• _Exercise directions_: Exactly the lines from the line containing "identify the driveway" through the last line of the entries below should appear in the answer, reproduced verbatim.

• _Data extract_:
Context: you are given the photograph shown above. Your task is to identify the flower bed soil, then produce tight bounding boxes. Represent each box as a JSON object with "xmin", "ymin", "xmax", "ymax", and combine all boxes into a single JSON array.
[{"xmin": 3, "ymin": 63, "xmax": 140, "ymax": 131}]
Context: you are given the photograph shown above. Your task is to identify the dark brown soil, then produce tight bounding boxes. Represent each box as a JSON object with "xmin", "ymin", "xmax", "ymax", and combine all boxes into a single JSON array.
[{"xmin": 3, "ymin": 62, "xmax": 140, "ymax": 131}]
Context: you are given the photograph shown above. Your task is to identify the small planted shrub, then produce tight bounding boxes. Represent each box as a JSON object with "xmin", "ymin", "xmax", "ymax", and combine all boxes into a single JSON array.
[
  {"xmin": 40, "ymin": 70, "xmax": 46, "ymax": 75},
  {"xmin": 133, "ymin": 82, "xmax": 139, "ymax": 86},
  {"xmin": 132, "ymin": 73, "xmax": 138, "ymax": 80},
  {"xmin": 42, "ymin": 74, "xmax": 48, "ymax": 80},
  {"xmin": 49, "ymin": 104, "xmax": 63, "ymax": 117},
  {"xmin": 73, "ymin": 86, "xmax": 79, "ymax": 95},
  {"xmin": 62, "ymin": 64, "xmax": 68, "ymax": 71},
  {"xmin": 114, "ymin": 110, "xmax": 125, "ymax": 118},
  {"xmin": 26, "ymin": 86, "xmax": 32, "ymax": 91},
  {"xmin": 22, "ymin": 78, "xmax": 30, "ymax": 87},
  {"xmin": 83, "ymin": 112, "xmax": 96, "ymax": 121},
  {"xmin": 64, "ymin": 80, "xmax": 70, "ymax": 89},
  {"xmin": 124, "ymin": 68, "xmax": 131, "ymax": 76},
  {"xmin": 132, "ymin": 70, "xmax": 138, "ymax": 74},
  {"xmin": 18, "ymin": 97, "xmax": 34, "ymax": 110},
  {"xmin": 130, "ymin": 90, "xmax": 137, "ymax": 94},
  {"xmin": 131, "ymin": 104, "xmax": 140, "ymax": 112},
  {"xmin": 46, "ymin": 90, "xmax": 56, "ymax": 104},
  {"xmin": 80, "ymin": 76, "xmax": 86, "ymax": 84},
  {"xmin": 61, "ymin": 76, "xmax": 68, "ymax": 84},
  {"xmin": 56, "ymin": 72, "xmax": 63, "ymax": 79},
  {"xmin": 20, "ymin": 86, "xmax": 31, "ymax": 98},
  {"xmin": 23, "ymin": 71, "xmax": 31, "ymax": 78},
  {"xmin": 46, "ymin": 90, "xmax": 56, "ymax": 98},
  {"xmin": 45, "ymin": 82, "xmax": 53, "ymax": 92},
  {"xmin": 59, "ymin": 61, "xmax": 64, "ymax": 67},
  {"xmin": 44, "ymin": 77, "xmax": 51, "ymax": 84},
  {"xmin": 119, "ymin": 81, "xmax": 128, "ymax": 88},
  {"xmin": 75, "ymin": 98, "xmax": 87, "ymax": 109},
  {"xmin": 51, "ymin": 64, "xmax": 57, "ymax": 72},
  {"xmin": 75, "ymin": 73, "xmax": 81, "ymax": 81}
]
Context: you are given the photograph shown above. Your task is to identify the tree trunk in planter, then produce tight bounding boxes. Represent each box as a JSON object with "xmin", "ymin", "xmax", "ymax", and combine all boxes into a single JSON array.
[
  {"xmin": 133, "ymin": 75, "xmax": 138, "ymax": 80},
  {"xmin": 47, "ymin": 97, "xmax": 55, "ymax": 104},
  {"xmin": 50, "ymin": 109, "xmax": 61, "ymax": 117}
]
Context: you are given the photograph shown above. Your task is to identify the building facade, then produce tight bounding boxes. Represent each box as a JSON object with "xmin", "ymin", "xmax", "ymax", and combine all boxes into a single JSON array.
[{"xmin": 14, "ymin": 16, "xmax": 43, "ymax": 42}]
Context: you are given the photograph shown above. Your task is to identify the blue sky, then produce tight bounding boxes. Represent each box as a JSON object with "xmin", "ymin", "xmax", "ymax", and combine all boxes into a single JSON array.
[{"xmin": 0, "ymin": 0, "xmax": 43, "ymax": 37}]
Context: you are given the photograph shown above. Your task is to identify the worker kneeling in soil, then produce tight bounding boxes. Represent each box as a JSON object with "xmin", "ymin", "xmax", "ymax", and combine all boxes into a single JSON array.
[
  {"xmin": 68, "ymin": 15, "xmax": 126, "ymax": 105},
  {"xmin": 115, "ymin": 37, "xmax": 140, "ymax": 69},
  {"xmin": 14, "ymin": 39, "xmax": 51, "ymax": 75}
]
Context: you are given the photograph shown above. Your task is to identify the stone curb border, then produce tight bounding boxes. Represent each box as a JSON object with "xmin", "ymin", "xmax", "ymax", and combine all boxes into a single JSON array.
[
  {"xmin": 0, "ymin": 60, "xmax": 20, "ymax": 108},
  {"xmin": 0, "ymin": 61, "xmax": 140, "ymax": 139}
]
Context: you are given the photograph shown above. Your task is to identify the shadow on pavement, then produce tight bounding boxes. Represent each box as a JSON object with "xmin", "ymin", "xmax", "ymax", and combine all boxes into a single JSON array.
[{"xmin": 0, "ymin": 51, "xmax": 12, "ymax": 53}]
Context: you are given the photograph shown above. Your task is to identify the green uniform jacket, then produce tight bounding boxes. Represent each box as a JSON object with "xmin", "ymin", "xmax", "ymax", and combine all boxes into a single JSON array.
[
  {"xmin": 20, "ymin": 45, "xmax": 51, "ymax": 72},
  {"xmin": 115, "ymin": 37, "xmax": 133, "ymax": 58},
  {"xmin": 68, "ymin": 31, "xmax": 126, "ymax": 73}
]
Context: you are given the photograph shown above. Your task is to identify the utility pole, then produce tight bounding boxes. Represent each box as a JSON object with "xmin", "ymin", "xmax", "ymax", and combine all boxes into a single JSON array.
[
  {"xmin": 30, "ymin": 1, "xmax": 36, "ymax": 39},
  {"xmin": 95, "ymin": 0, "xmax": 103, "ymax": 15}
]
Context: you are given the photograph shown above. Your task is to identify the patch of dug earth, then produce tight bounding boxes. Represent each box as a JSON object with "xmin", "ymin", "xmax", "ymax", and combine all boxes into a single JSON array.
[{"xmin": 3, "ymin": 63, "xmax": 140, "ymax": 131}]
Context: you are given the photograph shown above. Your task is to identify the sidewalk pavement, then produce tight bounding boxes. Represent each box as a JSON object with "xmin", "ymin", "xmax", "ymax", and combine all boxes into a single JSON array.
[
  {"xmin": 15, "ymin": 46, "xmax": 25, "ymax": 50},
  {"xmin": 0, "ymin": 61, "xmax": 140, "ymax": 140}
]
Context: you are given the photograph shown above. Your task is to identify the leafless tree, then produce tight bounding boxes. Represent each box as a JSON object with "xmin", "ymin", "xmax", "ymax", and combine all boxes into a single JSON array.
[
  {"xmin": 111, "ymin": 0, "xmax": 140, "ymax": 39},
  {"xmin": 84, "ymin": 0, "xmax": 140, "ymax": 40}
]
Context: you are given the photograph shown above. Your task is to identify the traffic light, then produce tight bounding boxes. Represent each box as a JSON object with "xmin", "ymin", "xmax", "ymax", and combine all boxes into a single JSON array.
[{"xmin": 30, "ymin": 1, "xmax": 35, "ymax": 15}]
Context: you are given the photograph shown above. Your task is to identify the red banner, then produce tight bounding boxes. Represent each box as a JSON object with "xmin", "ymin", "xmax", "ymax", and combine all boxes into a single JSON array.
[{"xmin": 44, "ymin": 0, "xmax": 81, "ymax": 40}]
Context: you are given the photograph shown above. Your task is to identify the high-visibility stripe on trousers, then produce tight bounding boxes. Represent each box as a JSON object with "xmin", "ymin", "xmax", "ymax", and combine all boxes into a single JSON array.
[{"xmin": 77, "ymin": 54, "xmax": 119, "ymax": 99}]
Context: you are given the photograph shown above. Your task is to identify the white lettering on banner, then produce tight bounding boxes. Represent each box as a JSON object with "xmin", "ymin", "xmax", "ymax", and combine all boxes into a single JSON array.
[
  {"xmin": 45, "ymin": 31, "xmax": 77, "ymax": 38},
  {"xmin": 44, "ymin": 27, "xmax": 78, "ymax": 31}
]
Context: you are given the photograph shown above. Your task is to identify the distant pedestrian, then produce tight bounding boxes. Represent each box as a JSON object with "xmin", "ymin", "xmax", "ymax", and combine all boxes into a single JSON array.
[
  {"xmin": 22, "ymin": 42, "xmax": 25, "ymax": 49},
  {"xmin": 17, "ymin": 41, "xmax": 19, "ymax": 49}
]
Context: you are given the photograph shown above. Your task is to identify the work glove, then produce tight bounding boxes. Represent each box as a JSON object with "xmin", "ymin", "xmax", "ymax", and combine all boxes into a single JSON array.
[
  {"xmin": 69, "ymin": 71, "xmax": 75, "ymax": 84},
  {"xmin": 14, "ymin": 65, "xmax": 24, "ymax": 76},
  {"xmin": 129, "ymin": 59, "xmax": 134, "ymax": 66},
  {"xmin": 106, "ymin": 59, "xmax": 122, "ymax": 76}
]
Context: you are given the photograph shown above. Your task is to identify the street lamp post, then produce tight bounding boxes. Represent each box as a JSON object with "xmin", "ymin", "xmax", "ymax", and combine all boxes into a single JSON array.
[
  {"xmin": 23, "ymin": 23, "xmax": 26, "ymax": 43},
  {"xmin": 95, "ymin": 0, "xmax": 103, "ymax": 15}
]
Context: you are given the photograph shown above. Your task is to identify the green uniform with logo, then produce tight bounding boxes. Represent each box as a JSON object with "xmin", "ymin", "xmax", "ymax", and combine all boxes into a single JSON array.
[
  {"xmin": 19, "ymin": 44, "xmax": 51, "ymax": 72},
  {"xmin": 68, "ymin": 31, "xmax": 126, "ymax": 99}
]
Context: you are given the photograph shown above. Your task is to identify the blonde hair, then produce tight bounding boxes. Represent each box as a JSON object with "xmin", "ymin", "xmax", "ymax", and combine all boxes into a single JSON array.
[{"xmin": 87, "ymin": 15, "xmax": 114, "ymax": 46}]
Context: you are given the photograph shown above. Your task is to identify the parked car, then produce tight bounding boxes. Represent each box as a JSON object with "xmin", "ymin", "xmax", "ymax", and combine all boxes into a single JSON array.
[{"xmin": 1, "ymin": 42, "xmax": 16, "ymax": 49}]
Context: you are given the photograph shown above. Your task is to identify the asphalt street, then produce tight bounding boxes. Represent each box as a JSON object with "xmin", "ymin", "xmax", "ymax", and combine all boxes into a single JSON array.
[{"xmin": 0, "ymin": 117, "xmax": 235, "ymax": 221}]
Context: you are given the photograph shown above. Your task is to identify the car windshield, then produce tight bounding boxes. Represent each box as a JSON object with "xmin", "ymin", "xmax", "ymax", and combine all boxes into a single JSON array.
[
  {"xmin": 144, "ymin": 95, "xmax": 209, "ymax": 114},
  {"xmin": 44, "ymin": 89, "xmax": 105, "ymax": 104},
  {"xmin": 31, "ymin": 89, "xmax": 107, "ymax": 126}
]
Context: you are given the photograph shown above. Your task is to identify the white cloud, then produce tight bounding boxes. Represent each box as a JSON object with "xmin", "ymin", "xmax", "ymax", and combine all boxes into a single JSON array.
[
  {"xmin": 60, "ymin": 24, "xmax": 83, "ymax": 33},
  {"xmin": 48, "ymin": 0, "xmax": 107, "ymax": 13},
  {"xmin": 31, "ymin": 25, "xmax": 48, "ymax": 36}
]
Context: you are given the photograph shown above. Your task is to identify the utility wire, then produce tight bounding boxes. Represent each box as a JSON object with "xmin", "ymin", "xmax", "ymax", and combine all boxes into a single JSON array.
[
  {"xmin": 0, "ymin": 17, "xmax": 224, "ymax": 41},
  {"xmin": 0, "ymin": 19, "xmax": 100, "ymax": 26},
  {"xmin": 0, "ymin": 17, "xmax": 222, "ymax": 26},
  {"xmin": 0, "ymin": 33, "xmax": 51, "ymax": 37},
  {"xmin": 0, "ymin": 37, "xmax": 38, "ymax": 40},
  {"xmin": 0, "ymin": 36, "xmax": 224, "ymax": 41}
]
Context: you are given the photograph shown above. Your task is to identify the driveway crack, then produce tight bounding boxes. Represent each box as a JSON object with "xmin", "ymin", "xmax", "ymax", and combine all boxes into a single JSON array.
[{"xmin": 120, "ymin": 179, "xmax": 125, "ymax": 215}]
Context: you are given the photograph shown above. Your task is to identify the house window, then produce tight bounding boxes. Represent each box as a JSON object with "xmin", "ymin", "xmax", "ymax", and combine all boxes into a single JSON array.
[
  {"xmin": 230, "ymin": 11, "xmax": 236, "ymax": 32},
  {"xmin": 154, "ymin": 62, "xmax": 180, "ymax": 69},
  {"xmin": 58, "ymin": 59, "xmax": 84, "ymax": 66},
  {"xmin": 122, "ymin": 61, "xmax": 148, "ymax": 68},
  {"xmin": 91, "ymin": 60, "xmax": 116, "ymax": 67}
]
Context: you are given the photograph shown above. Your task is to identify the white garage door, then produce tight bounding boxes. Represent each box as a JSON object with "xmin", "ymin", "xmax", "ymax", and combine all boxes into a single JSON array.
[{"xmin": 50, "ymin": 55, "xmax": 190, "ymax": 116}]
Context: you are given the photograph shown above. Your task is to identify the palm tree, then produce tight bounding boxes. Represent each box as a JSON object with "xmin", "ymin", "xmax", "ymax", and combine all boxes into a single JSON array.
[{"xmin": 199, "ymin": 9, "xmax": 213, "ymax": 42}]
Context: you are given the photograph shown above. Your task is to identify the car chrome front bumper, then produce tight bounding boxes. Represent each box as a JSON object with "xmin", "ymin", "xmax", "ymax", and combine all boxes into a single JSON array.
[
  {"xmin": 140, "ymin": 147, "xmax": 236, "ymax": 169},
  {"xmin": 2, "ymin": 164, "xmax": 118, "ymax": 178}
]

• _Output for this exercise_:
Context: you are given the photograph shown above. Your task is to identify the driveway crack, then produce tight bounding boxes. Represent each box as a JSON object with "xmin", "ymin", "xmax", "ymax", and combine all boxes into a single JSON array.
[{"xmin": 120, "ymin": 179, "xmax": 125, "ymax": 215}]
Context: you are given the photograph shown above. Your task is to identify the house window, then produce tight bounding boxes. Represent each box as a JSON object with "xmin", "ymin", "xmax", "ymax", and combine all boxes into a single JSON array.
[
  {"xmin": 230, "ymin": 11, "xmax": 236, "ymax": 32},
  {"xmin": 154, "ymin": 62, "xmax": 180, "ymax": 69},
  {"xmin": 58, "ymin": 59, "xmax": 84, "ymax": 66},
  {"xmin": 122, "ymin": 61, "xmax": 148, "ymax": 68},
  {"xmin": 91, "ymin": 60, "xmax": 116, "ymax": 67}
]
Context: you are given the photograph shown above. Your task is to identify the white garage door, then produce tight bounding boxes. Represent each box as a JSON object with "xmin", "ymin", "xmax", "ymax", and combine all boxes into a single JSON array.
[{"xmin": 50, "ymin": 55, "xmax": 190, "ymax": 116}]
Context: you are given the photograph shown above. Your task is to identify the palm tree, then produce tight bounding boxes. Represent each box as a JSON object with "xmin", "ymin", "xmax", "ymax", and combine all boxes into a single JSON array.
[{"xmin": 199, "ymin": 9, "xmax": 213, "ymax": 42}]
Context: you are given the photograph shown above. Your task is to identify the car chrome front bumper, then produce tight bounding boxes. Represent each box as a JSON object with "xmin", "ymin", "xmax", "ymax", and combine all boxes into a single JSON array.
[
  {"xmin": 140, "ymin": 147, "xmax": 236, "ymax": 169},
  {"xmin": 2, "ymin": 164, "xmax": 118, "ymax": 178}
]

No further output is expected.